Имя Федора Шаляпина известно всему миру, как и мир был известен Шаляпину. Благодаря великому басу заграница узнала не только Модеста Мусоргского, но и многое другое из русской музыки, из русского искусства вообще. Это есть самое сильное соприкосновение с русским духом для иностранцев.
Впервые Шаляпин выехал на гастроли и оказался за границей в мае 1897 года. С концертами и оперными выступлениями он объездил много стран и континентов. Где только не побывал Шаляпин! Вся Европа, Америка (Северная и Южная), Африка, Австралия, Индия, Китай, Япония.
Посещая новые места, он с живым интересом относился ко всему, что его окружало, делая записи — иногда краткие, иногда подробные, часто сопровождая их зарисовками. Впечатлениями от увиденного певец щедро делился со своими друзьями и близкими, отправляя их из разных уголков света. В год 150-летия великого баса мы и публикуем его «путевые заметки» — своего рода путеводитель по странам мира, где главным рассказчиком выступает Шаляпин-путешественник.
Варшава и Вена. Май 1897 г.
Я осуществил давно желанную мечту — поехал за границу. Еще в Варшаве мне бросилась в глаза резкая разница со всем тем, что я видел на Руси и что наблюдал теперь. [...] Я насторожился, ощущая какое-то приятное беспокойство. [...] Здесь все росло густо, мощно, всюду чувствовалась любовная забота человека о своей земле, стояли среди полей каменные сараи, крытые черепицей, дымились трубы фабрик. Промелькнула мимо меня Вена, она показалась мне необъятной, а за нею сразу поплыли мимо пейзажи, которые я видел только на картинках и которые в действительности показались мне еще чудесней. Мелькнули горы, воздушные мосты, сказочные замки, каменные лестницы, и всюду какое-то праздничное благоустройство.
Париж. Июнь 1897 г.
Я в Париже... Кусаю сам себя, потому что не верю и думаю, что все это сон. [...] О, Париж — так это ты! Ты, тот самый, о котором говорили мне еще в детстве Гюго, Дюма, всевозможные Понсон дю Террайль, Ксавье де Монтепен и другие многие. После завтрака меня повели смотреть Эйфелеву башню, я влез на ее верхнюю площадку и оттуда почти благоговейно, долго смотрел на огромный мировой город. Очень удивляло меня, что на башне мало французов. [...] Но приятели сказали мне, что башня — ерунда, в Париже множество красот, пред которыми она — ничтожество. Это снова удивило меня. Я понял ничтожество железной башни, когда присмотрелся к Парижу и попал в Лувр. Я кружился по этому музею, опьяненный его сокровищами, несколько часов кряду, и каждый раз, как только у меня было свободное время, снова возвращался туда. Смущало меня и поведение соотечественников, некоторые из них публично показывали такие фокусы, что становилось стыдно за них. [...] Господин в поддевки воткнул горлышко бутылки в свой волосатый рот и единым духом высосал все ее содержимое, очевидно, желая демонстрировать мощь и силу своего желудка. Французы ахали, находя, что это — поистине удивительно! Но мне стало не по себе, я думал, что Русь не только этим должна быть интересна для Европы. А такие и подобные фокусы показывались русскими довольно часто. [...] Хорошо за границей, великолепно в Париже, а все-таки меня, серяка, тянет в мою несчастную Россию — здесь очень над нами смеются, и это так обидно, что иногда чешутся кулаки.

▶ Задание 1: Выпишите дословно отрывок из текста о Шаляпине от «Посещая новые места, он» до «Май 1897 г.».

▶ Входные данные:
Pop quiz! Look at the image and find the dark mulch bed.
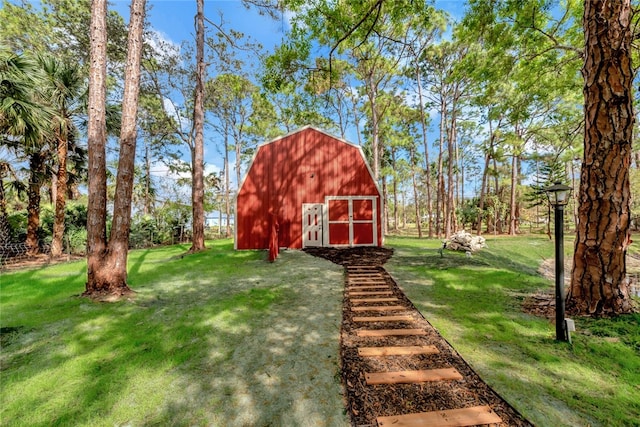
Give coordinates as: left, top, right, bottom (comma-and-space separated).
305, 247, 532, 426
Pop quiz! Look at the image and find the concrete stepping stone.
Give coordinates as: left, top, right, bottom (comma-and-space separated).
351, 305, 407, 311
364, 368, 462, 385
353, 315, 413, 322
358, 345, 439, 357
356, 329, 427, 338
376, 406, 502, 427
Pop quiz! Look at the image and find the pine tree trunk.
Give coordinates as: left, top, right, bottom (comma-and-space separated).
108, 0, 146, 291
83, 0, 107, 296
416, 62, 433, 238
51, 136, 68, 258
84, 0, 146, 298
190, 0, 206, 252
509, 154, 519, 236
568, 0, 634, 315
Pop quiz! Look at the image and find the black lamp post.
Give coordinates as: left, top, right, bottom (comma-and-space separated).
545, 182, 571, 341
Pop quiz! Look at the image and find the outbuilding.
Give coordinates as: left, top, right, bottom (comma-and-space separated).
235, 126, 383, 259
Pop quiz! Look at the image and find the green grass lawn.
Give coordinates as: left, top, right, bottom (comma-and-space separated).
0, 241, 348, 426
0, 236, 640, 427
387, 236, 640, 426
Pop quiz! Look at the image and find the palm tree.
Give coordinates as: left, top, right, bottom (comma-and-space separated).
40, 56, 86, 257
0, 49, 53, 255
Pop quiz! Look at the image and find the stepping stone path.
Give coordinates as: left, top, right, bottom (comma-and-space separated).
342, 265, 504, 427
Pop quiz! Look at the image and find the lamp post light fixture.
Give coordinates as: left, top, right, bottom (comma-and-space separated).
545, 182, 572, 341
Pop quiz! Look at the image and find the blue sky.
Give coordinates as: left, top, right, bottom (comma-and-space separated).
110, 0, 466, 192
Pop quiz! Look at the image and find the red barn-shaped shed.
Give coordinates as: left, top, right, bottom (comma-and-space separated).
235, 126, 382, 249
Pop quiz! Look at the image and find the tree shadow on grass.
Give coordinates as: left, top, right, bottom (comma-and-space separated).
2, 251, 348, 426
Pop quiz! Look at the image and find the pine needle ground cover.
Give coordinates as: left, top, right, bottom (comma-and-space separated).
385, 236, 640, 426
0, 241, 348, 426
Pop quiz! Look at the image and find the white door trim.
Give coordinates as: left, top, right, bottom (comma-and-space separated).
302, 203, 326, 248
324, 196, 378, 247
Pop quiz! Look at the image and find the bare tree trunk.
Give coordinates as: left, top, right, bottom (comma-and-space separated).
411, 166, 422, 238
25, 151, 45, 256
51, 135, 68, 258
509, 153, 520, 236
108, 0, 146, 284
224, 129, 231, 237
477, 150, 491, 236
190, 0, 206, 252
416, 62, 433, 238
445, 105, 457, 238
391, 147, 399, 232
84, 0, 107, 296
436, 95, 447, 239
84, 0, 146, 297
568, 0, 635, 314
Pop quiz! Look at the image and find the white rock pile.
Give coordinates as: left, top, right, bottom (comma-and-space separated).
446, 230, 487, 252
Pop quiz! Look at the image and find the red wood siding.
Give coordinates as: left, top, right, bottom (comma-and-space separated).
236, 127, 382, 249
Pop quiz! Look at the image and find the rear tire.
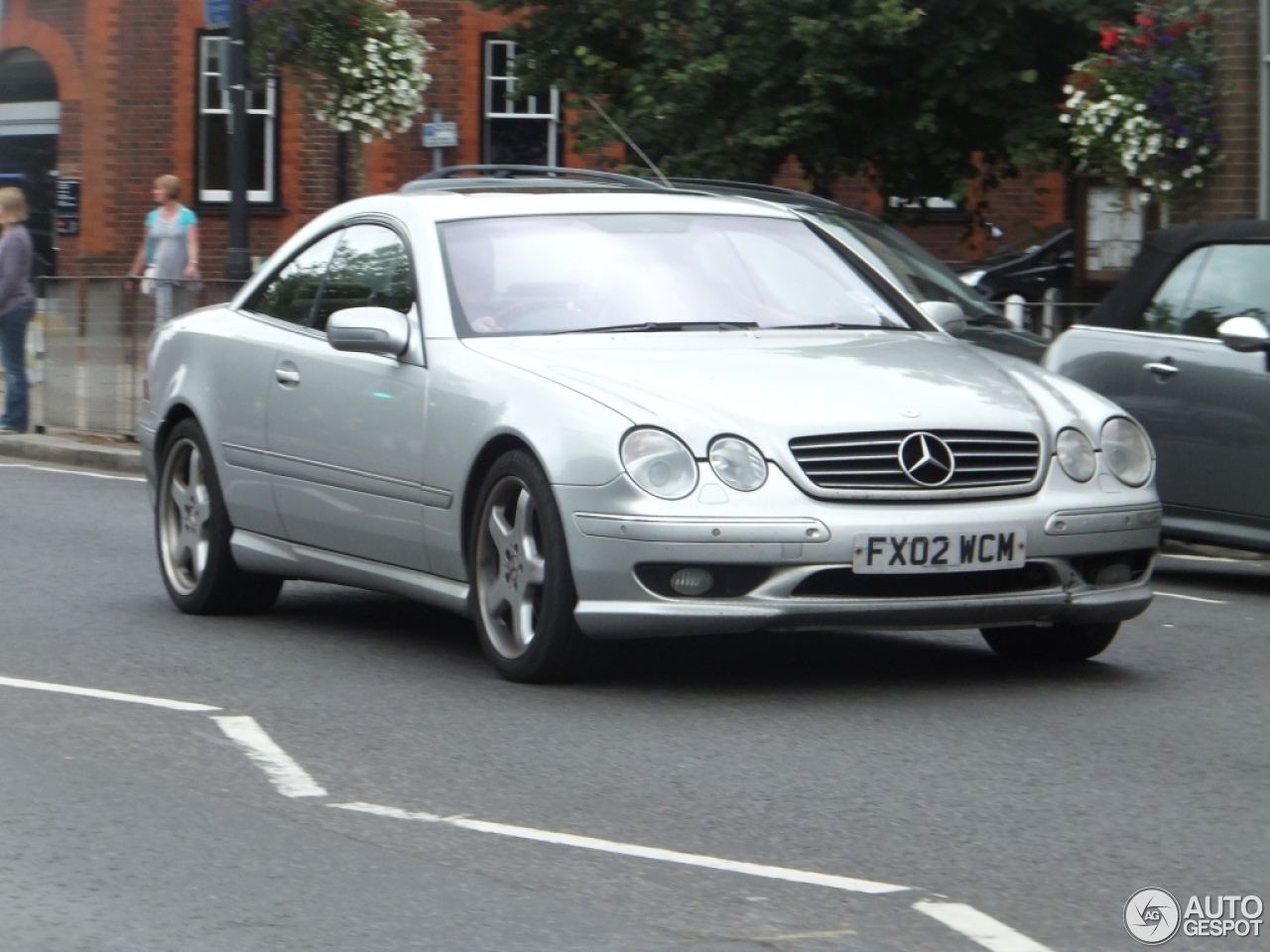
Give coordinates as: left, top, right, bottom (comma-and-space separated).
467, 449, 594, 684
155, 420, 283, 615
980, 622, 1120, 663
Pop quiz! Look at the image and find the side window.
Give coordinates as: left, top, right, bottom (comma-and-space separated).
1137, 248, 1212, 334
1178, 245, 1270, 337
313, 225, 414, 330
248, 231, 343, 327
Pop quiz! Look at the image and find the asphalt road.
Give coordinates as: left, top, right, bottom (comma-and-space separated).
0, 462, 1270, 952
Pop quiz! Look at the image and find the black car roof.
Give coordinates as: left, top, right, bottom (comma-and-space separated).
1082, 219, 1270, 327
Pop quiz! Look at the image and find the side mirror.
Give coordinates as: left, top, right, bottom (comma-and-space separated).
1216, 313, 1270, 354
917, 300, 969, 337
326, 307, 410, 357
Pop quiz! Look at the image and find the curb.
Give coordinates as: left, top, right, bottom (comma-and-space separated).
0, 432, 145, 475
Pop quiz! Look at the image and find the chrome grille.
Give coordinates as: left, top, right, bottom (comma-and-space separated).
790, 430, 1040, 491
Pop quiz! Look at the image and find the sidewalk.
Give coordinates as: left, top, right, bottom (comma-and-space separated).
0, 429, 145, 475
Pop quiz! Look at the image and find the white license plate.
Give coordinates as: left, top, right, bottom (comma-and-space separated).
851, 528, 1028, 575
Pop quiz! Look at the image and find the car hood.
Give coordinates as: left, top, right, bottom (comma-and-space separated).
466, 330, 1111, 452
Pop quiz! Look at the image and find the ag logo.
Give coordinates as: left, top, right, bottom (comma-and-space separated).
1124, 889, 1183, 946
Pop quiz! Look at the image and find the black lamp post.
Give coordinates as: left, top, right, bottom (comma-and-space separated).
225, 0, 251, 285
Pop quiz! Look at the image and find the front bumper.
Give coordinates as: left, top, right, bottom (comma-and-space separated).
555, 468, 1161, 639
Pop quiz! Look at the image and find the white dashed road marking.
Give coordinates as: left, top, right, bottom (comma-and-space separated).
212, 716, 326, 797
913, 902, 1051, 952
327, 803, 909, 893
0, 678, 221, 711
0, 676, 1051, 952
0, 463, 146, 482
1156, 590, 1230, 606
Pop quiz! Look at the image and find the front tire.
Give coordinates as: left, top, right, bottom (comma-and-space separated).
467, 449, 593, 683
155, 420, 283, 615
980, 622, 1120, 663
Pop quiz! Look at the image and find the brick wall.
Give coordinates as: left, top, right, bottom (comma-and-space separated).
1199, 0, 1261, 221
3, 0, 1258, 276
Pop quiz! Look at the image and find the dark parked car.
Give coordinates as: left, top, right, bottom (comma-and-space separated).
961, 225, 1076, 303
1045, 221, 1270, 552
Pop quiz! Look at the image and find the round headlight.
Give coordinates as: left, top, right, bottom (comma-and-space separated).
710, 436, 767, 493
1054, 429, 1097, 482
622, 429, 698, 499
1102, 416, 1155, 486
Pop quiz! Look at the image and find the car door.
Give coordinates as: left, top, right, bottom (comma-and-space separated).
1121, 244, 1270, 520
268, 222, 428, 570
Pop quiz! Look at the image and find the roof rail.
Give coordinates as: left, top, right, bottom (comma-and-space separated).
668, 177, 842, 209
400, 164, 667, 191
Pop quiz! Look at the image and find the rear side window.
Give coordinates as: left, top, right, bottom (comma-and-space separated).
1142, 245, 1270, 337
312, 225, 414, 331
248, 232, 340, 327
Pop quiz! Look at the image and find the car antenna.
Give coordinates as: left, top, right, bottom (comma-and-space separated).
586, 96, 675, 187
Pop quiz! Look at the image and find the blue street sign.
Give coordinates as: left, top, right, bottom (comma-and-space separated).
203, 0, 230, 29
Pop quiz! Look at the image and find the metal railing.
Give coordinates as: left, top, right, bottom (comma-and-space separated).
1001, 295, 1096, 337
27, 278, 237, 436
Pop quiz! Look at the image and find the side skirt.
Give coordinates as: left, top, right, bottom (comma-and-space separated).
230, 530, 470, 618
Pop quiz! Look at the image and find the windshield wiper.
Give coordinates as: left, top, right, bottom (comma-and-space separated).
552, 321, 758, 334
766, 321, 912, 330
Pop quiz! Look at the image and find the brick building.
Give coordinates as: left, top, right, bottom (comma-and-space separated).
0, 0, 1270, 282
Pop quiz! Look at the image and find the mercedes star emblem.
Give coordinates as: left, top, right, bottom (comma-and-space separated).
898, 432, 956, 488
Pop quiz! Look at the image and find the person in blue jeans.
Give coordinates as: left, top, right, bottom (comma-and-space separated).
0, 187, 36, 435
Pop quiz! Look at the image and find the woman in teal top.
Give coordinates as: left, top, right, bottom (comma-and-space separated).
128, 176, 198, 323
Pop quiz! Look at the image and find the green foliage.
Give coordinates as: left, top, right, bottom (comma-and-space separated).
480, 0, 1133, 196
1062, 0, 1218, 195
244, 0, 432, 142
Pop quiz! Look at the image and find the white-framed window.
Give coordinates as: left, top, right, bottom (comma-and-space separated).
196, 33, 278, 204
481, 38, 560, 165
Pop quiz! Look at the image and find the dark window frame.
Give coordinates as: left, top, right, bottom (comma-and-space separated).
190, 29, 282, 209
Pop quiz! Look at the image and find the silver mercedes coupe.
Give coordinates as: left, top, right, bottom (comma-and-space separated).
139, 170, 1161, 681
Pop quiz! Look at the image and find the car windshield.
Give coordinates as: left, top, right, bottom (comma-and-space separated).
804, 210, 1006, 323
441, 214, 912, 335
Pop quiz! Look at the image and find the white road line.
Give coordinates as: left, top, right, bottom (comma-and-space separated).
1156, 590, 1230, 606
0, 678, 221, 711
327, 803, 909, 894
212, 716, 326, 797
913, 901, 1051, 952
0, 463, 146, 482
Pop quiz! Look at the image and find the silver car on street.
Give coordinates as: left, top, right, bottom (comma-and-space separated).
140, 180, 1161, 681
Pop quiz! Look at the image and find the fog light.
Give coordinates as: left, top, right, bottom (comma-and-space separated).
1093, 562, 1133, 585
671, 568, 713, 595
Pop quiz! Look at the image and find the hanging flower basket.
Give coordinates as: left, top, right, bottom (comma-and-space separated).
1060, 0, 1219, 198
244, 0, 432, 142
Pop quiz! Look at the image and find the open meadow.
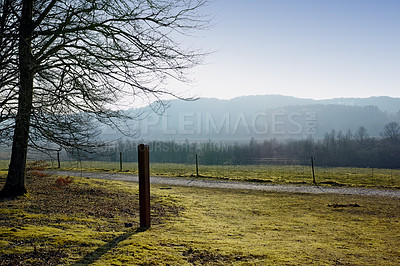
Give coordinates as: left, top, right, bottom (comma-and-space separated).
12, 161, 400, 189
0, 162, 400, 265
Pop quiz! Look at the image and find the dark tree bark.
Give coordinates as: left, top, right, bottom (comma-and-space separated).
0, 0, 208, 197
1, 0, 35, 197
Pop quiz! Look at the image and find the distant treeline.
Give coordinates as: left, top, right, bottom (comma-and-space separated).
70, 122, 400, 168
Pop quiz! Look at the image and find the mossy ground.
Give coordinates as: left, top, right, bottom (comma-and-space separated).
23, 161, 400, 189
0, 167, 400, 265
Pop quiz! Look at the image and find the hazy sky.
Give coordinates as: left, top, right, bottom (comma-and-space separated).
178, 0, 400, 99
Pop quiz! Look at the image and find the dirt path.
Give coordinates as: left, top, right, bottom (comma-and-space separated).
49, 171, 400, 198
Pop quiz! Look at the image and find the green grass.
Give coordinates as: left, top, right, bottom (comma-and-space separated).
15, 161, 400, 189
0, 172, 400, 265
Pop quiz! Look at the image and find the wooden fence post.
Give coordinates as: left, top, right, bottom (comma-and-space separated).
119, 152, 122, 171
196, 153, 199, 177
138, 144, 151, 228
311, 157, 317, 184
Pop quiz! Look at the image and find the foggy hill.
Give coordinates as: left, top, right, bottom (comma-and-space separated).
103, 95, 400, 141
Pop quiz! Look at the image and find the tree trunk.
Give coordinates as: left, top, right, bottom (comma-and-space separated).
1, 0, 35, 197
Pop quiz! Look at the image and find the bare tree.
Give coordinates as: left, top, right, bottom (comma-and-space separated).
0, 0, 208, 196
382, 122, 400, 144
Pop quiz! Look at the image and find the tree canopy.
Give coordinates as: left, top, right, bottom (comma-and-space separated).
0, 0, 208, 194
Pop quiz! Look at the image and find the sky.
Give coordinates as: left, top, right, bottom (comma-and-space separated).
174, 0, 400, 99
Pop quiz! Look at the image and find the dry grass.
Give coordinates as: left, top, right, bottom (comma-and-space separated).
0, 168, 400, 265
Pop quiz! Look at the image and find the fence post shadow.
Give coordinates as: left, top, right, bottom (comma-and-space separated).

▶ Задание 2: Представьте в виде JSON-списка строки листинга от строки с «Pop quiz! Look at the image and find the green foliage.» до строки с «441, 214, 912, 335» включительно, по одной строке листинга на каждую строку списка. Пустые строки пропустите.

▶ Полный ответ 1:
Посещая новые места, он с живым интересом относился ко всему, что его окружало, делая записи — иногда краткие, иногда подробные, часто сопровождая их зарисовками. Впечатлениями от увиденного певец щедро делился со своими друзьями и близкими, отправляя их из разных уголков света. В год 150-летия великого баса мы и публикуем его «путевые заметки» — своего рода путеводитель по странам мира, где главным рассказчиком выступает Шаляпин-путешественник.
Варшава и Вена. Май 1897 г.

▶ Полный ответ 2:
[
  "Pop quiz! Look at the image and find the green foliage.",
  "Give coordinates as: left, top, right, bottom (comma-and-space separated).",
  "480, 0, 1133, 196",
  "1062, 0, 1218, 195",
  "244, 0, 432, 142",
  "Pop quiz! Look at the image and find the white-framed window.",
  "Give coordinates as: left, top, right, bottom (comma-and-space separated).",
  "196, 33, 278, 204",
  "481, 38, 560, 165",
  "Pop quiz! Look at the image and find the dark window frame.",
  "Give coordinates as: left, top, right, bottom (comma-and-space separated).",
  "190, 29, 282, 209",
  "Pop quiz! Look at the image and find the silver mercedes coupe.",
  "Give coordinates as: left, top, right, bottom (comma-and-space separated).",
  "139, 170, 1161, 681",
  "Pop quiz! Look at the image and find the car windshield.",
  "Give coordinates as: left, top, right, bottom (comma-and-space separated).",
  "804, 210, 1006, 323",
  "441, 214, 912, 335"
]